### 選んだ文章
----------------
ポリ乳酸(A)(Nature Works社製)85重量%と先に合成したブロック共重合体(B)15重量%をベント付きの2軸押出機を用いて脱揮しながら混練し、ポリ乳酸系樹脂組成物のペレットを得た。
得られたペレットの酸価、MVR、P量を測定したところ、酸価が10[当量/t]、MVRが5[cm/10min]、P量が71ppmであった。
該ペレットを用いて、上吹きインフレーション製膜を行ったところ加工性は良好であり、得られたフィルムの経時安定性も良好であった。
〔実施例2〕
D−ラクチド(PURAC社製)とポリエチレングリコール(分子量8,300)に触媒を用いて、ブロック共重合体(B)を合成した。合成終了後、触媒失活剤として、リン酸を0.2重量%添加し、攪拌したのち、脱揮によりモノマー(ラクチド)を除去した。
----------------
### 課題のねらい
ポリ乳酸の樹脂についての文章のうち、「得られたペレットの酸価、MV」から「マー(ラクチド)を除去した。」までの部分を全部、一字も変えずに書き写してください。 ここにある記録は、別のところから持ってきたものです。

[一連の記録]
----------------
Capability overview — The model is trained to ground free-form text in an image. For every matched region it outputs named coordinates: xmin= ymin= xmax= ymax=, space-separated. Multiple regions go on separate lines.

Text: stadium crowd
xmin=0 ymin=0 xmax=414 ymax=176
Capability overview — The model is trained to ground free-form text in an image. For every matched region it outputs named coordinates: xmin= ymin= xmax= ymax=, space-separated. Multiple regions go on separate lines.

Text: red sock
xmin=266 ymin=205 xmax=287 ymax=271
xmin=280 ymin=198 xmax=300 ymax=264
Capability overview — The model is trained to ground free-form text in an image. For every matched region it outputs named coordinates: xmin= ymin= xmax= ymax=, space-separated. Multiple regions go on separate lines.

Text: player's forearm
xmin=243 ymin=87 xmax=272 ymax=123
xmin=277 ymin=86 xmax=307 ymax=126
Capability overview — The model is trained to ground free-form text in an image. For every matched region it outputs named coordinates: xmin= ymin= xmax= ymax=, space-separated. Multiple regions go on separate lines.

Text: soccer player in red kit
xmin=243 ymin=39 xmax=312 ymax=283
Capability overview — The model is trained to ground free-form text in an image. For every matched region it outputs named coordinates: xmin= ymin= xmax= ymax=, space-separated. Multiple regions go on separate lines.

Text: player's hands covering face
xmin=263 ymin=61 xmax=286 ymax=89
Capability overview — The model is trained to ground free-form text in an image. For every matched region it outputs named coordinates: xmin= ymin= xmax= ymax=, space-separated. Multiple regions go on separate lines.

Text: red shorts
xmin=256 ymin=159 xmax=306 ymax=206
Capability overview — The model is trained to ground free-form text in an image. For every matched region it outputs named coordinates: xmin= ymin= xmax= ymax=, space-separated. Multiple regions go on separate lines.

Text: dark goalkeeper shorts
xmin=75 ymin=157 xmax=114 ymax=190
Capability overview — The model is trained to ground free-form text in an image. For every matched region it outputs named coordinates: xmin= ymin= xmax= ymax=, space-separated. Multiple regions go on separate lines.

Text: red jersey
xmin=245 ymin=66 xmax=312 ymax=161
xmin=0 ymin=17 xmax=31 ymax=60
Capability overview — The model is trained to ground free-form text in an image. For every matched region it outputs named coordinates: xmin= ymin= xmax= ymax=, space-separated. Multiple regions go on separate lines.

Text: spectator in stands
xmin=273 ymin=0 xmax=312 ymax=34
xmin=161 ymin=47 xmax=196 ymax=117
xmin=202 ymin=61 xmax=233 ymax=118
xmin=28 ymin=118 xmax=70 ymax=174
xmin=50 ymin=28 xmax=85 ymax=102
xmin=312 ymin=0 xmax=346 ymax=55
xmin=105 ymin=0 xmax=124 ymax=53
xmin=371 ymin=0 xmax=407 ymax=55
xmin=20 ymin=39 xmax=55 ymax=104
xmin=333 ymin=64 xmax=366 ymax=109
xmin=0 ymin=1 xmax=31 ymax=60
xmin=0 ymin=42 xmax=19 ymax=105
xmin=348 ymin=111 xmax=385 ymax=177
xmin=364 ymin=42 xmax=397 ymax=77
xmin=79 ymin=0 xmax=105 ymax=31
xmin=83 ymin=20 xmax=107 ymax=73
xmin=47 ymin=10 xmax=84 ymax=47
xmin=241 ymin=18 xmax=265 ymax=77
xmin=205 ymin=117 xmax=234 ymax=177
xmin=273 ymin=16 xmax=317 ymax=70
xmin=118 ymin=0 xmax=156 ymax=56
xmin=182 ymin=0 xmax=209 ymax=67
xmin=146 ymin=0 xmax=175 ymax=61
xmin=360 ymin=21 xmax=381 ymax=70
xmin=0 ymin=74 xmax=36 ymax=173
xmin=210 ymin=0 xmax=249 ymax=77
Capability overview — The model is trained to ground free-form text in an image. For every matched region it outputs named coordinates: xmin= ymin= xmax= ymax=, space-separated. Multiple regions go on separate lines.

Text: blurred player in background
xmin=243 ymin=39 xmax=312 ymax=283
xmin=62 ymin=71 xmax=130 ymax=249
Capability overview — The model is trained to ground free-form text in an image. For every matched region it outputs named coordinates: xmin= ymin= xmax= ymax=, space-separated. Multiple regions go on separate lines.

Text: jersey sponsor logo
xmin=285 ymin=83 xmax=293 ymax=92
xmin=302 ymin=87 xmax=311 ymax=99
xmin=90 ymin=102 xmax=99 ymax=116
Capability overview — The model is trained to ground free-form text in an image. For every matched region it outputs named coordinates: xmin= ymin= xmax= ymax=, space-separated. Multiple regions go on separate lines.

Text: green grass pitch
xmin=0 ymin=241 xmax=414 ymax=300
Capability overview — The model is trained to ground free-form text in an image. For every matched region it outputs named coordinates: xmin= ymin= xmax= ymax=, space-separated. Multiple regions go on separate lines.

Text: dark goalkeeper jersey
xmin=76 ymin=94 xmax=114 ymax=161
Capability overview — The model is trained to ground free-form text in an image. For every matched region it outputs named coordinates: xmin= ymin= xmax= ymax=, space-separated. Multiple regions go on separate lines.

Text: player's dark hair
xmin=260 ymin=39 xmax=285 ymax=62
----------------
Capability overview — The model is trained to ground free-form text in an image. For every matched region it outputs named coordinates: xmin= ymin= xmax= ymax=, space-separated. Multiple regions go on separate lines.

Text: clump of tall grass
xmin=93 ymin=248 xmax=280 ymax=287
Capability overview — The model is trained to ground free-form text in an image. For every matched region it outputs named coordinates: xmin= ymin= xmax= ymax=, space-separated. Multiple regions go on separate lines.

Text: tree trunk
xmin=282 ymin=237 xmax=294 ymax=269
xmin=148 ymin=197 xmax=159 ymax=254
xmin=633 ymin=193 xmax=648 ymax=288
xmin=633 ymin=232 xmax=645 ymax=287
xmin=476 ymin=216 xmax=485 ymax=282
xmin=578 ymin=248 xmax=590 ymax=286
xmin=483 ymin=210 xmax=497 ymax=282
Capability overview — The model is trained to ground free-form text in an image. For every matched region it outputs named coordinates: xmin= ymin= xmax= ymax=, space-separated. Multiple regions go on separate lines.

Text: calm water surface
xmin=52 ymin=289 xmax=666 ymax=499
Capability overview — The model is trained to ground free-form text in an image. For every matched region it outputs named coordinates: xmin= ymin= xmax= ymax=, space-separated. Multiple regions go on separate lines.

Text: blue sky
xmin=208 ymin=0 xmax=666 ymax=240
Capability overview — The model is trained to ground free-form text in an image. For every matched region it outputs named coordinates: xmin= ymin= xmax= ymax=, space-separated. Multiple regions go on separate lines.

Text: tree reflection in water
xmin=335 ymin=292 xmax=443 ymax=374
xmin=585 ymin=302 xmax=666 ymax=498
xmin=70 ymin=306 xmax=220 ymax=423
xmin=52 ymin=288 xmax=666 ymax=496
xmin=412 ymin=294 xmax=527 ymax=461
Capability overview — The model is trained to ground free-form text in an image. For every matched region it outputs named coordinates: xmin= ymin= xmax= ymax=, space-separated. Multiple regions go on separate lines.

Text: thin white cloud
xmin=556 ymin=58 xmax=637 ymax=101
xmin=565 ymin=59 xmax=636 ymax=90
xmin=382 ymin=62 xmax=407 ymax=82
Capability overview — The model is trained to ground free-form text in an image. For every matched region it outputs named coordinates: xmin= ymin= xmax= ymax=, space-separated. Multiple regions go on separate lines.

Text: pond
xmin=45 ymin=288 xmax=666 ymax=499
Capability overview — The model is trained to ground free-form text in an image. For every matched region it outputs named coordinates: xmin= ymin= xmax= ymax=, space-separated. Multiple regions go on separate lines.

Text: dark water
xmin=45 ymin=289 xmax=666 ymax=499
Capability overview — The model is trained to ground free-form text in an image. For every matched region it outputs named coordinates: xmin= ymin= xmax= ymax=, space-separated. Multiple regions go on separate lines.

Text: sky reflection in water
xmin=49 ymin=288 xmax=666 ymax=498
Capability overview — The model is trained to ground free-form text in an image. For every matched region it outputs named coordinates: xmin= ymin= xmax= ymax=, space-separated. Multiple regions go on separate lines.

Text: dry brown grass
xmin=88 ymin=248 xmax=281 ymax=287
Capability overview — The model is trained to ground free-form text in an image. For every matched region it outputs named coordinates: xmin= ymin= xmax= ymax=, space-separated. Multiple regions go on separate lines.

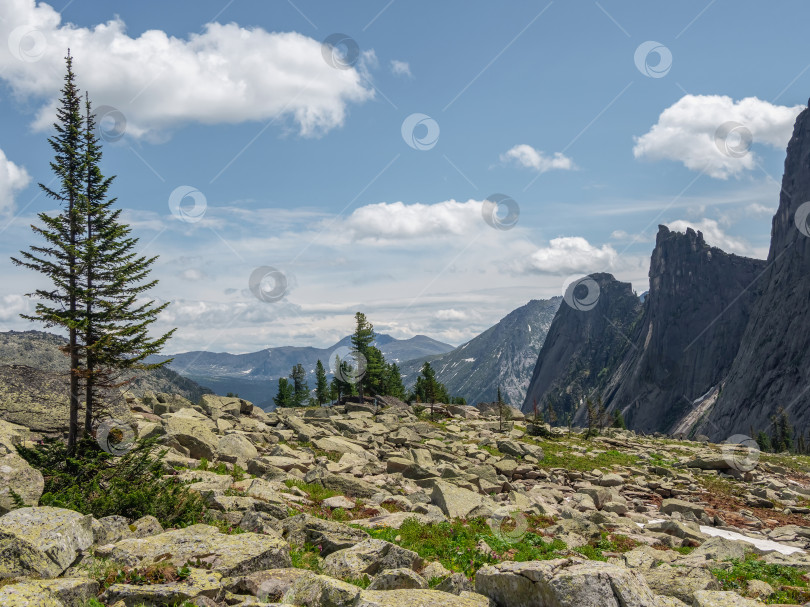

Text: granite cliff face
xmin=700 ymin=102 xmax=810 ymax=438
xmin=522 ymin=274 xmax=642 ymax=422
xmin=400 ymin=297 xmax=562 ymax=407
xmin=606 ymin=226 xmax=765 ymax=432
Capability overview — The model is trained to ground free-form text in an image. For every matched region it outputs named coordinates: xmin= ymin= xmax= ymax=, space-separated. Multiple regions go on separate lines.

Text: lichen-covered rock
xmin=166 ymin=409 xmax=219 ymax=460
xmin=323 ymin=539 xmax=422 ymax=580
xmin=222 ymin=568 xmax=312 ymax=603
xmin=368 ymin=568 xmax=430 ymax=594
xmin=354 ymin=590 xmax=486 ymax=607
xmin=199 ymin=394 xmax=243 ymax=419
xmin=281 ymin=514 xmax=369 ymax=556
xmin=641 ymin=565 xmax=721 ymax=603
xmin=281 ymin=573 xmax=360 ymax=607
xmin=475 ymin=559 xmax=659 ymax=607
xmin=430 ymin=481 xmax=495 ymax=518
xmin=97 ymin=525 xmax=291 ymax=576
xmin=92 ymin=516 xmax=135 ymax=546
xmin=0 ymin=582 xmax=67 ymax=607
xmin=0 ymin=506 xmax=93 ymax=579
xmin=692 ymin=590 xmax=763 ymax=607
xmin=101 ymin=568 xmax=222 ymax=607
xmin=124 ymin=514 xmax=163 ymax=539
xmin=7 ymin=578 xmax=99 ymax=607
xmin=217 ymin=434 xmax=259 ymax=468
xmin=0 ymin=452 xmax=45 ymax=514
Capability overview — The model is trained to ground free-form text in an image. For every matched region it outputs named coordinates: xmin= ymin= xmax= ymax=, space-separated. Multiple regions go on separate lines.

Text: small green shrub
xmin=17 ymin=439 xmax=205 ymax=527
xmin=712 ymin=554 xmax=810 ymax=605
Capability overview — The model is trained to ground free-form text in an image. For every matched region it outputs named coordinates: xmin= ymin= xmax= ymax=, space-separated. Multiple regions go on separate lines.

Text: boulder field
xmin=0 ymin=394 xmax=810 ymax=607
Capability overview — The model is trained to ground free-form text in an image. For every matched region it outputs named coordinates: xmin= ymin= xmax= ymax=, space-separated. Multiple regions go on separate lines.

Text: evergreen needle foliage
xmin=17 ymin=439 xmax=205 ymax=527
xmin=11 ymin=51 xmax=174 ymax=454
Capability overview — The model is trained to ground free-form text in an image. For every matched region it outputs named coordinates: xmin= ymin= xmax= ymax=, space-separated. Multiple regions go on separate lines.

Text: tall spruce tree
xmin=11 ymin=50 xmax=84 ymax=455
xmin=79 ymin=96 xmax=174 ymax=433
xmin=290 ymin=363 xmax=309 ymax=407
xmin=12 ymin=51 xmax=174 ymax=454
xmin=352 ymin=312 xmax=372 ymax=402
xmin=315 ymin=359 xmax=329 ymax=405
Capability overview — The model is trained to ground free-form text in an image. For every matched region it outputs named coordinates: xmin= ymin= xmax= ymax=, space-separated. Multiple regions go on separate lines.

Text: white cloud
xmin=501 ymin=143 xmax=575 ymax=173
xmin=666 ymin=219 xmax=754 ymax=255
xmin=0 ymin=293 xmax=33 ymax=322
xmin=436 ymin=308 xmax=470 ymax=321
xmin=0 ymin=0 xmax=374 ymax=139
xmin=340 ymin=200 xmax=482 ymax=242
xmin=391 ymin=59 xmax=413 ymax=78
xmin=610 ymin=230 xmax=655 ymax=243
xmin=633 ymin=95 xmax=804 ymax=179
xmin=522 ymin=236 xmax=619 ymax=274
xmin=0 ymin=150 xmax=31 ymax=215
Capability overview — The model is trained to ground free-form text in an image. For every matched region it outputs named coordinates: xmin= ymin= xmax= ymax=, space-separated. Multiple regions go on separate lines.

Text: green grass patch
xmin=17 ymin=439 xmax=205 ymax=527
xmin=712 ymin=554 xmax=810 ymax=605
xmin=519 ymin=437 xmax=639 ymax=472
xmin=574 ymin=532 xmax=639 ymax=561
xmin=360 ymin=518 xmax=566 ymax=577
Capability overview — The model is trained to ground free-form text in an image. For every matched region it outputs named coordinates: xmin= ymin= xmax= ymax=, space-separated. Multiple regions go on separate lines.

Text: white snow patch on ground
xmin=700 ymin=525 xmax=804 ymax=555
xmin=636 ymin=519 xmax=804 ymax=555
----------------
### 課題の結果
得られたペレットの酸価、MVR、P量を測定したところ、酸価が10[当量/t]、MVRが5[cm/10min]、P量が71ppmであった。
該ペレットを用いて、上吹きインフレーション製膜を行ったところ加工性は良好であり、得られたフィルムの経時安定性も良好であった。
〔実施例2〕
D−ラクチド(PURAC社製)とポリエチレングリコール(分子量8,300)に触媒を用いて、ブロック共重合体(B)を合成した。合成終了後、触媒失活剤として、リン酸を0.2重量%添加し、攪拌したのち、脱揮によりモノマー(ラクチド)を除去した。